Evet,  mezuniyet. Mezuniyetler. “Mezun,” yani “izin” almış, yani şunu bunu yapmaya yetkili, kompetan, kalifiye olmak. Kapanan ve açılan kapılar. Bitişler ve başlangıçlar — değişik açılardan Hocalık başka, öğrencilik başka. Güya ortada bir tek olay var: ister orta, ister yüksek öğretim/öğrenim. Ama iki ayrı noktadan bakıyorsunuz ve sonuçta farklı şeyler haline geliyor. Kendi diploma törenimi hatırladım, tâ 1968’de, neredeyse elli yıl önce. O yaştayken, henüz sadece kendi küçücük tecrübeniz ve çok sınırlı ufkunuz var; hareket halinde ve gelip geçici olan sizsiniz; bir ucundan girip diğer ucundan çıktığınız kurumun öbür yanını, bir ömür boyu tekkeyi bekleyenleri algılamıyorsunuz. Oysa siz gidiyorsunuz ve onlar kalıyor; sonraki ve daha sonraki ve daha daha sonraki kuşaklara ders anlatmayı, sınav yapmayı, tezlerini okumayı, sonunda da diploma vermeyi sürdürüyorlar. Bunun ne demek olduğunu, kendim yolun öte tarafına geçtiğimde anladım. Bu sefer siz hep orada duruyorsunuz ve göçmen kuşları andıran farklı nesiller bahçenize bir konup bir kalkıyor. Prensip olarak sonsuz bir seri. Onlar kendilerini o an için benzersiz  sanıyor. Sizse güz bağında salkımların ve tanelerin tekrarını düşünüyorsunuz. Toplumları toplum yapan döngülerin akışını.

 

Kızımın ve sınıf arkadaşlarının birkaç yıllığına kurduğu dünya dağılırken kapıldıkları telâşlı sevinç ve tedirgin, bilinmezliklerle dolu heyecanı da böyle seyrettim, her iki uçtan. Nâzım kadar epik boyutlarda olmasa da, “on dokuz yaşıma” rastlamış gibi oldum: “birbirimizi birde tanıdık  / oysa birbirimizin yüzünü görmüşlüğümüz yoktu / fotoğraflarımızı bile / (…) / ağzında ham bir elmanın tadı dünya / (…) / gözünde türkülerin boyu kilometre kilometre ölümün boyu bir karış / ve haberi yok başına geleceklerin hiçbirinden…”  Sessizliğe gömüldüm. Sordular, nedir bu halin diye. Banallikten korktum. Anlatamadım.

::::

_Görev Tanımı_
Mezuniyet üzerine yazılmış metne göre yazarın kendi diploma töreni hangi yılda yapılmıştır? Öğeler bu metinden değil, başka bir kaynaktan alınmıştır.

_Öğe Listesi_

::::

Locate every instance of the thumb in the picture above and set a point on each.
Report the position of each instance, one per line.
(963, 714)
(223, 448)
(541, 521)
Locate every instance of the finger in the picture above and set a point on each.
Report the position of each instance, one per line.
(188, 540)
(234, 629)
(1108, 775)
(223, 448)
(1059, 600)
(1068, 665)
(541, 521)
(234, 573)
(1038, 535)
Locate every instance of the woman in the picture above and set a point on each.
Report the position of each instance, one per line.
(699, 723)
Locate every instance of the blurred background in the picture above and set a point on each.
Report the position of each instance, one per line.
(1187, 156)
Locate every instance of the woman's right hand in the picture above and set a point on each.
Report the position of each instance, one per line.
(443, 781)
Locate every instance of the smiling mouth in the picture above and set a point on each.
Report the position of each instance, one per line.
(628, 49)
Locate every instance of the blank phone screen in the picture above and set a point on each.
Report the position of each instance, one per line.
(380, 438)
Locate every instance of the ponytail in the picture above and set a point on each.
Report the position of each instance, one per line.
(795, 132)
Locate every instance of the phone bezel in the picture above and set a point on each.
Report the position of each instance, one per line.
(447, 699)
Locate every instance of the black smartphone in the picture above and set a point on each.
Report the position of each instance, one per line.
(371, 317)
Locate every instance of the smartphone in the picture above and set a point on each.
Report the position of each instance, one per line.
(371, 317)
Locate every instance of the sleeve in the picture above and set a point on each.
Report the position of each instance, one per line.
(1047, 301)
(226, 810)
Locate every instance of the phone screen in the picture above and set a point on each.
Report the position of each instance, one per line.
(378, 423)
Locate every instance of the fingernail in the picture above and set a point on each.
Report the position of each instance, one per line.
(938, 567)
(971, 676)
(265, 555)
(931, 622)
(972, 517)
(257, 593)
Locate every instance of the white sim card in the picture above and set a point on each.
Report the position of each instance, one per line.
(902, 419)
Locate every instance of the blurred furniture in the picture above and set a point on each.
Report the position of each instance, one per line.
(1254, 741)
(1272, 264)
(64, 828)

::::

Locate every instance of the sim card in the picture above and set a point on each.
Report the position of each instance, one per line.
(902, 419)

::::

_Problemin Çözümü_
1968'de.